WORK TO COMPLETE:
**a.** Reproduce word for word the stretch of the blog excerpt from "They leave their" through "be so cool?".
**b.** According to the blog excerpt, what did the Knitta knitters start turning their unfinished projects into?
**c.** List the things about the author that, according to the blog excerpt, a reader has to understand to truly get the author's giddiness.

EXTRACT:
::::

Tuesday, December 27, 2005

Laughter...the new way to healing?

Having more free time on my hands than I normally do this holiday weekend, I also took in my fair share of TV. In addition to realizing what complete crap most shows are (and the true brilliance of some), I found myself watching a bit of Comedy Central's Last Laugh on Christmas Day. I have to profess that this wasn't really of my own doing, since I'm not one of those girls who can just sit down and watch stand-up comedy. To be honest, I find many of them crass and my PC (aka political correctness) alarm clangs so loudly that my head follows suit. However, I was a guest on Christmas Day and decided I could sit through a little Comedy Central in exchange for being able to finish watching Elf. I found myself bothered at the insensitivity of the Katrina jokes and was working hard on not getting Serena when things shifted. Carlos Mencia took the stage, and I had one of those wacky moments of clarity when you begin to view the world just a little differently. Yes, comedians are a crass bunch that say things most of us would never say. I even think there are some shitty comics out there who are just mean, bitter people. However, what if some of those comedians are leading a new fight to make this a better place. Instead of hiding behind their principles or something far worse, they are out there shining a social spotlight on some of the problems in this country and trying to make it funny, so it's easier for us to swallow. Musicians have been doing it for years. Maybe now comedians are the new vehicle for rallying the people.

Thursday, December 22, 2005

Knitta

How can I not blog about this?! It's like I found yet another creative mecca. Knitta is a small band (~2) of knitters who started turning all of their unfinished projects into graffiti. The Houston Press recently wrote an intriguing piece, Knitta, Please, on the weekend exploits of these two women, and I got absolutely giddy just reading it. To truly get my giddiness, you have to get my obsession with graffiti, my sporadic knitting and my penchant for random, wacky fun. These women (young mothers) do a little tagging, grab a beer and head home to the fam. Oh...and they document their work with photos!

They leave their mark with calling cards that say things like "knitta, please" and "whaddup knitta". The only message they seem to be driving home is fun and creativity, maybe the desire to encourage all of us to think outside-the-box when it comes to art. Who knew fellow Texans could be so cool?

Anyone up for a little random tagging up in NVA?

::::

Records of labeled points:
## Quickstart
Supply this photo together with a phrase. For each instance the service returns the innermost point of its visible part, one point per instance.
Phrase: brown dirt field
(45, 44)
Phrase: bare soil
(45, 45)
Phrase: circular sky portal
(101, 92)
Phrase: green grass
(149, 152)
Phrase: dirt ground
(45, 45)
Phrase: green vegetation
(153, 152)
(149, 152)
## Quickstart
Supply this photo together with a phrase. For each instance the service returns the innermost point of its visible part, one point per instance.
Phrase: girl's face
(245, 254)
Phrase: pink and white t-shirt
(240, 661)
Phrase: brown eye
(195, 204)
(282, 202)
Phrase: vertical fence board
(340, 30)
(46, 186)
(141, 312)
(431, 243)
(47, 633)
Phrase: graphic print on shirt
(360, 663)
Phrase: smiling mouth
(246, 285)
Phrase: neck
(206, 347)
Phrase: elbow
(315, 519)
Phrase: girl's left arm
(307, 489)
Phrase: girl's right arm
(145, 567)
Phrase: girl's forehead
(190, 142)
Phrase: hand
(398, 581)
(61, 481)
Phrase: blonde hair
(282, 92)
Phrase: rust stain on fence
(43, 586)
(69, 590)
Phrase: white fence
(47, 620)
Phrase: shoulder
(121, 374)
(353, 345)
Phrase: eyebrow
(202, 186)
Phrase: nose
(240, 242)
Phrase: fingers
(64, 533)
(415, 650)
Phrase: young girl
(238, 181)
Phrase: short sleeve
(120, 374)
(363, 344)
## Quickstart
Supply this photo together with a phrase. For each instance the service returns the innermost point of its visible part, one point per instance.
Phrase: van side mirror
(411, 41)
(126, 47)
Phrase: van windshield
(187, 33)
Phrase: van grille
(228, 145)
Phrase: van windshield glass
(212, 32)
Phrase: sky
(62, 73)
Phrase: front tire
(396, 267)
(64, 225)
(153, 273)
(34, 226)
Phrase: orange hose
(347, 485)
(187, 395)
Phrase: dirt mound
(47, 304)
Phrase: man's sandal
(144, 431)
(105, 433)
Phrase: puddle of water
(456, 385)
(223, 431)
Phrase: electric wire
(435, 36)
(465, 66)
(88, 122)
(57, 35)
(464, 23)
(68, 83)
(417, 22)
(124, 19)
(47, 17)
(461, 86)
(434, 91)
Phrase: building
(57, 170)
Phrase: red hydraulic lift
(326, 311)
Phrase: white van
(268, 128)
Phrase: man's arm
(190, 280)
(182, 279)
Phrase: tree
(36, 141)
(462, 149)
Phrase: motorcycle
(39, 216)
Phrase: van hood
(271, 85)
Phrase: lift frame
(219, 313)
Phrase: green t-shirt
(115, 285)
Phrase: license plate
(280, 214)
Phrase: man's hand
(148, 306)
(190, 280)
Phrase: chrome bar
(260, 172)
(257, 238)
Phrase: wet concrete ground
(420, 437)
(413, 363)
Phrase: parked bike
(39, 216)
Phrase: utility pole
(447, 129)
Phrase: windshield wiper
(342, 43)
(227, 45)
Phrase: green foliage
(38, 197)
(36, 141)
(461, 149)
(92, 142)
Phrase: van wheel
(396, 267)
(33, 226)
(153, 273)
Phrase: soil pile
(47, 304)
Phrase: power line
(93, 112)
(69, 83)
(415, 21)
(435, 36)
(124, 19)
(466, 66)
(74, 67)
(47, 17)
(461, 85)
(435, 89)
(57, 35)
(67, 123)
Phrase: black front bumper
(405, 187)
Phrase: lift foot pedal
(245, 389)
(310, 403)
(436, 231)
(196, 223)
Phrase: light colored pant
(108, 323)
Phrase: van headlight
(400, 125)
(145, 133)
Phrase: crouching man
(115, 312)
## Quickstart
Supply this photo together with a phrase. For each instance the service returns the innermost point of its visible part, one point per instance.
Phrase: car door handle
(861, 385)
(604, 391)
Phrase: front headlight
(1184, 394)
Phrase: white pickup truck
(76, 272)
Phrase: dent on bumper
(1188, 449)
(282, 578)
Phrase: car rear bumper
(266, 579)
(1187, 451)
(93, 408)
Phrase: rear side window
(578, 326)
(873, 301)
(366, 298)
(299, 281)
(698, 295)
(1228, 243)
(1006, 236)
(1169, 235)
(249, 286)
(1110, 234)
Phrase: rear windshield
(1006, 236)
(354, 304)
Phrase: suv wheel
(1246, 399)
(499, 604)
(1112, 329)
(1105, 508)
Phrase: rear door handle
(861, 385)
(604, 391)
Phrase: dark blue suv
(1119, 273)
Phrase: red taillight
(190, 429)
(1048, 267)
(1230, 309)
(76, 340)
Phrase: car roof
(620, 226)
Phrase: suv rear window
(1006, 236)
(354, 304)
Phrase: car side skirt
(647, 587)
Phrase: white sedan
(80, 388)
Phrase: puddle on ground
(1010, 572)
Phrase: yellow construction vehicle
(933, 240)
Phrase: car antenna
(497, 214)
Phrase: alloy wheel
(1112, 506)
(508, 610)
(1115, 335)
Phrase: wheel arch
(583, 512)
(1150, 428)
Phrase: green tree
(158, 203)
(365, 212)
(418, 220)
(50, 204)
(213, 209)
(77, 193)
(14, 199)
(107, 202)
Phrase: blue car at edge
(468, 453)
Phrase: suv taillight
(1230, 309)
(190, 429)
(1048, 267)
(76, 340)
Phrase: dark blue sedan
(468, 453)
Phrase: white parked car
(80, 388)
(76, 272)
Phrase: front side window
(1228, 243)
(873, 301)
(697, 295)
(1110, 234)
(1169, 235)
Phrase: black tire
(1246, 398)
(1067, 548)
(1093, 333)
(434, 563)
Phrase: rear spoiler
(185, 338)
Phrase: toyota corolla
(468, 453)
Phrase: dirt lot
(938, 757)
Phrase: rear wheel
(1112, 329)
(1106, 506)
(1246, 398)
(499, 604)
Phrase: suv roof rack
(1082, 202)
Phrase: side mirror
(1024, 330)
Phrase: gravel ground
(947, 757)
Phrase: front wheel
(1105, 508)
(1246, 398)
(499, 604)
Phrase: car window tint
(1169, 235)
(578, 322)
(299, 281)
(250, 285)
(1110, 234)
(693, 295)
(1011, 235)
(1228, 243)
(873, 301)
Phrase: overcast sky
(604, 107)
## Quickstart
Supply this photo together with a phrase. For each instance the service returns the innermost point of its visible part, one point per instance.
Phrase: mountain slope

::::

ANSWER SET:
**a.**
They leave their mark with calling cards that say things like "knitta, please" and "whaddup knitta". The only message they seem to be driving home is fun and creativity, maybe the desire to encourage all of us to think outside-the-box when it comes to art. Who knew fellow Texans could be so cool?

**b.** Graffiti.

**c.**
- The author's obsession with graffiti
- The author's sporadic knitting
- The author's penchant for random, wacky fun